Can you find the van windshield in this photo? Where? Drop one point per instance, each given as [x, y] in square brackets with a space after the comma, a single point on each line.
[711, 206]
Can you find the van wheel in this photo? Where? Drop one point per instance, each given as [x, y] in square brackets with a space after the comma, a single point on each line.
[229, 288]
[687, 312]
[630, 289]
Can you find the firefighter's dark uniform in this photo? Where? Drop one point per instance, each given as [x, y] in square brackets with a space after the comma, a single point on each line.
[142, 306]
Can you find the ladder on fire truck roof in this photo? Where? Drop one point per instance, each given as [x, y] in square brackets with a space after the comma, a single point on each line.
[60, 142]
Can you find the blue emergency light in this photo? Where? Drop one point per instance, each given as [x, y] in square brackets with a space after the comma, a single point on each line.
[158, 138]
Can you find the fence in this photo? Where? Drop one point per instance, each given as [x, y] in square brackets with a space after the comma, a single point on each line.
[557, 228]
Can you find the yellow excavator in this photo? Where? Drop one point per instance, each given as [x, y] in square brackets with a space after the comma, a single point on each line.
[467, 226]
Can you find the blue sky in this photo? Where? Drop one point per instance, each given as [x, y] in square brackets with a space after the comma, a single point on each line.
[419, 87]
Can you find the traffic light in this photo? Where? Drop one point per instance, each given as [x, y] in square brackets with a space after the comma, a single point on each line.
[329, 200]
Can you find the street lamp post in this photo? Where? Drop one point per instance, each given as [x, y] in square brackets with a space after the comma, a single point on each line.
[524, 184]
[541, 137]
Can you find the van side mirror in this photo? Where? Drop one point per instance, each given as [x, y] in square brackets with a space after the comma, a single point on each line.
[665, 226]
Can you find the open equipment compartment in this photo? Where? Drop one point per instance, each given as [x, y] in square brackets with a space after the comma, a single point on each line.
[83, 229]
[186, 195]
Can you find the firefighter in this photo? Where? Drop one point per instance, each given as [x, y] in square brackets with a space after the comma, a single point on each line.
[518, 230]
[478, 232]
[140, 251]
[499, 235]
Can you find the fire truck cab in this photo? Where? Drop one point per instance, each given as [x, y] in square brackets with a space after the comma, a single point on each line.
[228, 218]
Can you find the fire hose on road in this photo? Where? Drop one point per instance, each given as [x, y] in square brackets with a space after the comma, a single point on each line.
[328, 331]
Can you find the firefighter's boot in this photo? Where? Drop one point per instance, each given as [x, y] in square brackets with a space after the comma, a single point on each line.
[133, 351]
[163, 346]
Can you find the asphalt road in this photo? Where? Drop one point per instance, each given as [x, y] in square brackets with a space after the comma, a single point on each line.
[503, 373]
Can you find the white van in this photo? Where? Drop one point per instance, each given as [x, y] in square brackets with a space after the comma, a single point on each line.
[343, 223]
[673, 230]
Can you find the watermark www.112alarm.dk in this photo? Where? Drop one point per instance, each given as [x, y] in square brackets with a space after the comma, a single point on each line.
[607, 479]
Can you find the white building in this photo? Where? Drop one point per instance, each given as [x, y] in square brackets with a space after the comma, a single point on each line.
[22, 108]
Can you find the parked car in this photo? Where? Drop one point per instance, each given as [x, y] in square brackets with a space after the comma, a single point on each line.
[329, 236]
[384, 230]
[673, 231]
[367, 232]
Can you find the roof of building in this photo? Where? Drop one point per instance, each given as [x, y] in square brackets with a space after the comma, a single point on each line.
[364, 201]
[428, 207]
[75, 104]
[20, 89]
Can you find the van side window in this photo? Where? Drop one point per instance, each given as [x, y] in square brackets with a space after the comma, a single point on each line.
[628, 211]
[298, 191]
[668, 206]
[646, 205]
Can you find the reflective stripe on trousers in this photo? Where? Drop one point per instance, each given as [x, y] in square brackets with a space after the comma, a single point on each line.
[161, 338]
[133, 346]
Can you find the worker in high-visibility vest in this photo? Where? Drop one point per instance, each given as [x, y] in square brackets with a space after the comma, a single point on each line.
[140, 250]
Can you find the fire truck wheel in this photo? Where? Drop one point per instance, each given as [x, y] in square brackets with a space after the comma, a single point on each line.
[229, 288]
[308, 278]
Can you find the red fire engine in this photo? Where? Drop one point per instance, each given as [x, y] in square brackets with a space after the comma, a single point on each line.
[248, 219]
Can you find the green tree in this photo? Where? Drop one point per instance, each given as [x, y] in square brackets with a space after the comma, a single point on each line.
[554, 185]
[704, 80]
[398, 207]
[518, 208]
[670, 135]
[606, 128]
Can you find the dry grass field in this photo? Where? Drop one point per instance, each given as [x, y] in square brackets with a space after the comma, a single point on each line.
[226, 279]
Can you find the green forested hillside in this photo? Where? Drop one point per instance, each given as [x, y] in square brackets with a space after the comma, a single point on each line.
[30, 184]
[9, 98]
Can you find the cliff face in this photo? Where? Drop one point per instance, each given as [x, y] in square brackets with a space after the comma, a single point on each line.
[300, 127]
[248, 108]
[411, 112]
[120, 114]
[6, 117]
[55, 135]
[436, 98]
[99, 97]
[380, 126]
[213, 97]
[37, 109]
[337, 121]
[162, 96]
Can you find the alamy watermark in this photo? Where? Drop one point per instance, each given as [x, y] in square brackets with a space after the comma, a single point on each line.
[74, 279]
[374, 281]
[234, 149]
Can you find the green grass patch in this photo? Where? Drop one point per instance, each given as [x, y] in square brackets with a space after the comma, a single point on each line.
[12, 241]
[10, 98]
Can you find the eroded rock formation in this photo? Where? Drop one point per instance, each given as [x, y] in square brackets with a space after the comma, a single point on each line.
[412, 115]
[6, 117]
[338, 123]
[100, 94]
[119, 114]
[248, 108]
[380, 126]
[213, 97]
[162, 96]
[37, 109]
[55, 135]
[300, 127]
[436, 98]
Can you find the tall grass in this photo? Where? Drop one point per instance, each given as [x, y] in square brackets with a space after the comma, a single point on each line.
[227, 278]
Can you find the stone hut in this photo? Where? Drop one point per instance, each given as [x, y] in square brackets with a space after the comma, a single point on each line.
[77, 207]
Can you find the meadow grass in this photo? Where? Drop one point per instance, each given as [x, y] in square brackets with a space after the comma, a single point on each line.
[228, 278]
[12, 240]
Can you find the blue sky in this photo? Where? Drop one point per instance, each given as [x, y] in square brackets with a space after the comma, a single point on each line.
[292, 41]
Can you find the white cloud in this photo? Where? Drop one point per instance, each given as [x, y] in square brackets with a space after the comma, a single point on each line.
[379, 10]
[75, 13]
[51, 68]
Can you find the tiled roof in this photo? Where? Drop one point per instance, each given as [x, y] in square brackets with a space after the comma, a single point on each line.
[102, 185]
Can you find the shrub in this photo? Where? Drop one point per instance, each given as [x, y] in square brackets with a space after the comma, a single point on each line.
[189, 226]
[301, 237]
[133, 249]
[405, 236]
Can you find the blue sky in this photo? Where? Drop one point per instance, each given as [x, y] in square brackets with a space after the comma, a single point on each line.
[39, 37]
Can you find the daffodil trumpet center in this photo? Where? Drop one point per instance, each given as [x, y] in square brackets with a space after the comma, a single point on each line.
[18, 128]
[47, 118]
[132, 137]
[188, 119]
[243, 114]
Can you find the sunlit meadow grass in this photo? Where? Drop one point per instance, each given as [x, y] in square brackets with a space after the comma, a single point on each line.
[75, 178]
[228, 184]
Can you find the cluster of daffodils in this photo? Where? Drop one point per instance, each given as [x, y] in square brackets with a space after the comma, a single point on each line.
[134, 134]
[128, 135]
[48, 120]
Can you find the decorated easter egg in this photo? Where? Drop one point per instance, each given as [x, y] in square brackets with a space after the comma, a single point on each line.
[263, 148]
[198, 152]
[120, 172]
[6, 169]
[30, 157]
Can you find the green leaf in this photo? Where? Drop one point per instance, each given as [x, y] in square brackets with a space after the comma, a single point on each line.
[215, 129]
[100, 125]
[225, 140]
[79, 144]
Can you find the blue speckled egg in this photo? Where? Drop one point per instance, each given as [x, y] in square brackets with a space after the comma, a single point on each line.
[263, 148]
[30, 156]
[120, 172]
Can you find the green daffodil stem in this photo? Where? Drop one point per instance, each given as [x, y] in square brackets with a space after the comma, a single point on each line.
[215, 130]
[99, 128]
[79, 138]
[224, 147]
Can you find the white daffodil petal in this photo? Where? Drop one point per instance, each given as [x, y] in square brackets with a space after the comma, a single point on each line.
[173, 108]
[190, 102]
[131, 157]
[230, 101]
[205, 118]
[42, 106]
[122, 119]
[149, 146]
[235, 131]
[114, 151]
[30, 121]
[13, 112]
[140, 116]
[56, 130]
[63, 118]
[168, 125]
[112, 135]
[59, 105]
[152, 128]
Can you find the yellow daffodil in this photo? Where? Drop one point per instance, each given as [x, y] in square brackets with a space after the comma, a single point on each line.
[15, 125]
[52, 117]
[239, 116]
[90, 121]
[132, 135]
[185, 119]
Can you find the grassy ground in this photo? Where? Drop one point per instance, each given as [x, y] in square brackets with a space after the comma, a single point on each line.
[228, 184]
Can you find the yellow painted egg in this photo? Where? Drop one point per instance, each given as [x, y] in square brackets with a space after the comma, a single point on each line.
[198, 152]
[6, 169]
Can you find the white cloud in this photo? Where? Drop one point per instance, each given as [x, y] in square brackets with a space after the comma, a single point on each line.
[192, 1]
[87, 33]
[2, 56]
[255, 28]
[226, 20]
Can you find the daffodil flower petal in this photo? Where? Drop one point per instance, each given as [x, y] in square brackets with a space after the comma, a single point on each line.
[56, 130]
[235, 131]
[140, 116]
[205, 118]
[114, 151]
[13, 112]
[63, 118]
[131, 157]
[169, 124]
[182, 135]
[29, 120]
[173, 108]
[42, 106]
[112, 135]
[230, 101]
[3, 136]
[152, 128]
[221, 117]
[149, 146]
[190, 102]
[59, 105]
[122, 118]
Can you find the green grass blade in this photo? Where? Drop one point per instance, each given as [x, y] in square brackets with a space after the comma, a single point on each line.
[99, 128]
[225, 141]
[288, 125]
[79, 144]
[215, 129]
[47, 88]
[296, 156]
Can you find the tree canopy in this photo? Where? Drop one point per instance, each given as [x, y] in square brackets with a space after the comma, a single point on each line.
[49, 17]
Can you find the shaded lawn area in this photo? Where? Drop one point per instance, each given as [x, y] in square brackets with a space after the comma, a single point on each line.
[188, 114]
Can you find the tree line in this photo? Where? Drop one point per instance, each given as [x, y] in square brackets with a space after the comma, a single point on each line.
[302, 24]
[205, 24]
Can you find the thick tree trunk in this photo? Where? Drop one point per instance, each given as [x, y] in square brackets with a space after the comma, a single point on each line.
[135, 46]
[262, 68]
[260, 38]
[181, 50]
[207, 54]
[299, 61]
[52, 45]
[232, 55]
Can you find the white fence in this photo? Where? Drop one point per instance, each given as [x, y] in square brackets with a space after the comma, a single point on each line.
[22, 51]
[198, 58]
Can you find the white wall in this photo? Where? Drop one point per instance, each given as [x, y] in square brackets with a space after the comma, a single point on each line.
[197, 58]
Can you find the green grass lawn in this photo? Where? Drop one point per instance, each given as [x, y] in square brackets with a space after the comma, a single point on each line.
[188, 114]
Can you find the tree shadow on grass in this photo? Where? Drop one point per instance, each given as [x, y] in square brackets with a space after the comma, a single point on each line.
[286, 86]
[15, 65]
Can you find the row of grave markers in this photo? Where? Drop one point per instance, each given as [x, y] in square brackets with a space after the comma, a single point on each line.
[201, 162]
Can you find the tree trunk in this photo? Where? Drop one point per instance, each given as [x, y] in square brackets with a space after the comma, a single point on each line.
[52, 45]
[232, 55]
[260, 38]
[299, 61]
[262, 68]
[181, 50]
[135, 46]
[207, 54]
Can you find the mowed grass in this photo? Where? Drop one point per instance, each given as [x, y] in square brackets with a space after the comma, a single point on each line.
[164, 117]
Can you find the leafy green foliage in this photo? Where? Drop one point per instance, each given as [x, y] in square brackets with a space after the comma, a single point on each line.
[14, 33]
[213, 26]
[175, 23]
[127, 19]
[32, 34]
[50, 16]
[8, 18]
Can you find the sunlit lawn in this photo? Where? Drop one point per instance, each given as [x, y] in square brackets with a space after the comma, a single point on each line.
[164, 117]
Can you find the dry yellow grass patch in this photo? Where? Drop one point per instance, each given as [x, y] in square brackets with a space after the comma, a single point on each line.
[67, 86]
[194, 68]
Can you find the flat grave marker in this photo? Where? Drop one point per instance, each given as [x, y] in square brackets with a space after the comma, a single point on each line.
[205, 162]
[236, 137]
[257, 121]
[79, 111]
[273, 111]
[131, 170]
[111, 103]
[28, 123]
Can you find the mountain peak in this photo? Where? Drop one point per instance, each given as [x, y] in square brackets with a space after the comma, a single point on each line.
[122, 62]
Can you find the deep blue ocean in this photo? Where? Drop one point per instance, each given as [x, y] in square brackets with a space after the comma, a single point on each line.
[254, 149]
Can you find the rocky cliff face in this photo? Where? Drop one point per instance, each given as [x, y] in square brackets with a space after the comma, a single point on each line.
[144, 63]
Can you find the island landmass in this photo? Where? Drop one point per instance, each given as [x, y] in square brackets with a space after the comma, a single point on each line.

* What you should do *
Return exactly the lines from the one containing "Can you find the sunlit lawn" through the last line of the records above, both included, and nothing else.

* Result below *
Can you find the sunlit lawn in this photo? Where? Drop one point per instance, each given as [x, y] in square brackets with a space after the comma, a single point on each line.
[164, 117]
Can you find the dry yellow grass patch in this photo? Where? Drop one point per instance, each given as [x, y] in square brackets with a space after the comma, a single point on each line.
[67, 86]
[194, 68]
Can you find the flat grave marker in this photo? Where? Drop one point per instance, each given as [x, y] in square brackets with a space after the comma, a single point on each line.
[205, 162]
[236, 137]
[257, 121]
[79, 111]
[273, 111]
[131, 170]
[111, 103]
[28, 123]
Can you find the mountain peak in this photo? Where? Drop one point per instance, each given as [x, y] in square brackets with a space after the comma, a single point on each line.
[122, 62]
Can you find the deep blue ocean in this photo? Where? Drop one point per instance, each given as [x, y] in square brackets with a space after the comma, a single point on each line.
[254, 149]
Can you find the rocky cliff face in this photo? Where? Drop one point per instance, each given as [x, y] in square brackets with a space after the comma, a single point on each line.
[144, 63]
Can you find the island landmass in this photo? Where? Drop one point per instance, each given as [x, y] in square brackets with a space after the comma, a single point on each line.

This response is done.